> EXERCISE PASSAGE:

#####

Pontus Marine

Tuesday, March 28, 2017

Somaliland - Erigavo Hospital Cares for Malnourished From Drought

(VOA)- ERIGAVO, SOMALILAND — As the breakaway republic of Somaliland grapples with a severe drought, medical workers are struggling to aid people left weakened by malnourishment and hunger.

A 70-year-old hospital in Erigavo, the capital of the Sanaag region, is operating beyond full capacity to treat people affected by the drought. And it's the only hospital in the region.

The drought has left tens of thousands of children acutely malnourished. In desperate need of treatment, they are checked as they lie on the beds in this stabilization center ward.




Ismail Saleban Bowkah, the hospital's director, said most of the children admitted for care come from rural areas.

"The drought forced most pastoralists to move from one area into another.Some came to the cities. But most of the malnourished children admitted here, are from the rural area," Bowkah said.

#####

> RECORD EXTRACTS:
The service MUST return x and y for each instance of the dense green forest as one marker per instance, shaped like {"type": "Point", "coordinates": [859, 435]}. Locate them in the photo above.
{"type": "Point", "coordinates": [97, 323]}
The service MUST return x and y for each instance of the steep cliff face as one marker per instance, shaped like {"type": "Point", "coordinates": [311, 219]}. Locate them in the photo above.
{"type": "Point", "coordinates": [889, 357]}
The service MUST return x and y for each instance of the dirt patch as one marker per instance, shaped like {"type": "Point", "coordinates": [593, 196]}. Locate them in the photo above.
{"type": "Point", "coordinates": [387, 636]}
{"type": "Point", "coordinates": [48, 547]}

#####

> EXERCISE REQUIREMENTS:
1. Reproduce the passage of the Erigavo hospital report between "Somaliland - Erigavo" and "stabilization center ward.", inclusive.
2. In the Erigavo hospital report, who is named as the hospital's director?
The records are unrelated to the Erigavo hospital report and stand as separate material.

> EXPECTED RESPONSES:
1.
Somaliland - Erigavo Hospital Cares for Malnourished From Drought

(VOA)- ERIGAVO, SOMALILAND — As the breakaway republic of Somaliland grapples with a severe drought, medical workers are struggling to aid people left weakened by malnourishment and hunger.

A 70-year-old hospital in Erigavo, the capital of the Sanaag region, is operating beyond full capacity to treat people affected by the drought. And it's the only hospital in the region.

The drought has left tens of thousands of children acutely malnourished. In desperate need of treatment, they are checked as they lie on the beds in this stabilization center ward.

2. Ismail Saleban Bowkah